#### Texto da página
**********

A QUEDA DE CUNHA-05-05-2016
Teori antecipa liminar e afasta tentativa de golpe no
impeachment de Marina, Marco Aurélio e Lewandowski A trama é rocambolesca, mas,
acreditem!, verdadeira. Se você tem a impressão de que a esculhambação já
chegou ao Supremo, então está certo!
Eduardo Cunha vai ser destituído da Presidência da Câmara?
Acho bom para o Brasil e para o futuro presidente, Michel Temer. Dito isso,
vamos ver.
Se você está com a impressão, leitor amigo, de que a
esculhambação ameaça romper o cerco e chegar ao Supremo, então é um otimista.
Isso já aconteceu.
A Procuradoria-Geral da República havia entrado com uma Ação
Cautelar, no fim do ano passado, para afastar Eduardo Cunha da Presidência da
Câmara, acusando-o de usar o cargo para obstruir o processo que contra ele
corre no Conselho de Ética. A decisão estava a cargo de Teori Zavascki, que não
tinha estabelecido uma data para decidir.
A situação é complexa. O Supremo destituir o presidente da
Câmara não é coisa corriqueira. Quem quer que leia a Ação Cautelar de Rodrigo
Janot vai constatar que se trata de um conjunto de ilações, sem a evidência
fática de que Cunha transgrediu, de fato, o Regimento Interno da Casa para se
manter no poder. Afinal, uma coisa é rasgar o Regimento; outra, diferente, é
saber jogar com ele, ainda que com maus propósitos. Adiante.
A Rede, partido que milita fanaticamente contra o
impeachment — embora tente disfarçar os seus propósitos —, entrou com uma ADPF
— Arguição de Descumprimento de Preceito Fundamental — pedindo a destituição de
Cunha, sustentando que ele não pode estar na linha sucessória. Afinal, é réu no
Supremo. Argumentação: se um presidente não pode ser réu, e por isso Dilma será
afastada, seu substituto temporário também não. Quando Temer assumir o comando
do país, Cunha é que ocuparia seu lugar nos períodos de eventuais viagens fora
do país.
Muito bem! O relator da ADPF é o ministro Marco Aurélio.
Para começo de conversa, ele nem deveria ter reconhecido o instrumento. No país
do habeas corpus preventivo, temos agora a ADPF preventiva. Logo teremos o
Mandado de Segurança Preventivo e a Ação Direta de Inconstitucionalidade
Preventiva. Vale dizer: eu adivinho o que o outro vai fazer e já recorro à
Justiça.

**********

#### Dados fornecidos
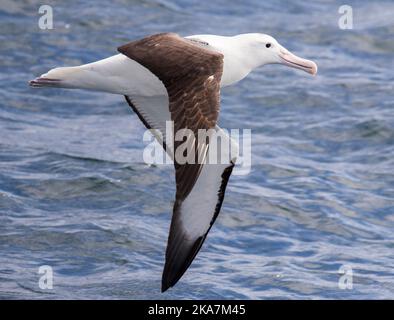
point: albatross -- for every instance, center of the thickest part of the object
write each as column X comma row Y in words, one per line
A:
column 167, row 77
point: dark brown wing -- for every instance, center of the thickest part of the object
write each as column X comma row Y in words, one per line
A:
column 191, row 75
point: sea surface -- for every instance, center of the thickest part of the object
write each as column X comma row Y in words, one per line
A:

**********

#### Requisitos do exercício
• 1. No texto sobre a queda de Cunha, quem é o relator da ADPF apresentada pela Rede?
• 2. Retome o texto sobre a queda de Cunha e dê continuidade a ele a partir da última frase.

#### As respostas
• 1. O ministro Marco Aurélio.

• 2.
Mas Marco Aurélio reconheceu. Não só reconheceu como
mobilizou Ricardo Lewandowski para atropelar a pauta do Supremo e pôr a ADPF em
votação. Qual seria o resultado? Não sabemos. O fato é que a petição da Rede
sugere que todos os atos praticados por Cunha no exercício da Presidência da
Câmara são ilegítimos porque estariam violando preceitos fundamentais.
Em casos assim, cumpre ao Supremo modular a decisão, vale
dizer: se algo foi feito enquanto um preceito fundamental estava sendo violado,
então é preciso reparar de algum modo o dano. É claro que isso abriria uma
janela retórica ao menos para questionar o impeachment, já que, na sua
trajetória, há a decisão inaugural de Cunha: recebeu a denúncia.
Marco Aurélio e Lewandowski atropelaram Teori Zavascki e se
preparavam para transformar o Supremo num palco — a palavra que me ocorre é
outra, mas fiquemos por aqui mesmo. Dificilmente o Supremo acataria — ou
acatará — a tentativa de anular o processo de impeachment na Câmara, mas a dupla
do barulho forneceria munição a essa tese.
Marina Silva, enquanto isso, ajeitaria o seu xale e faria cara de santa
do pau oco da floresta.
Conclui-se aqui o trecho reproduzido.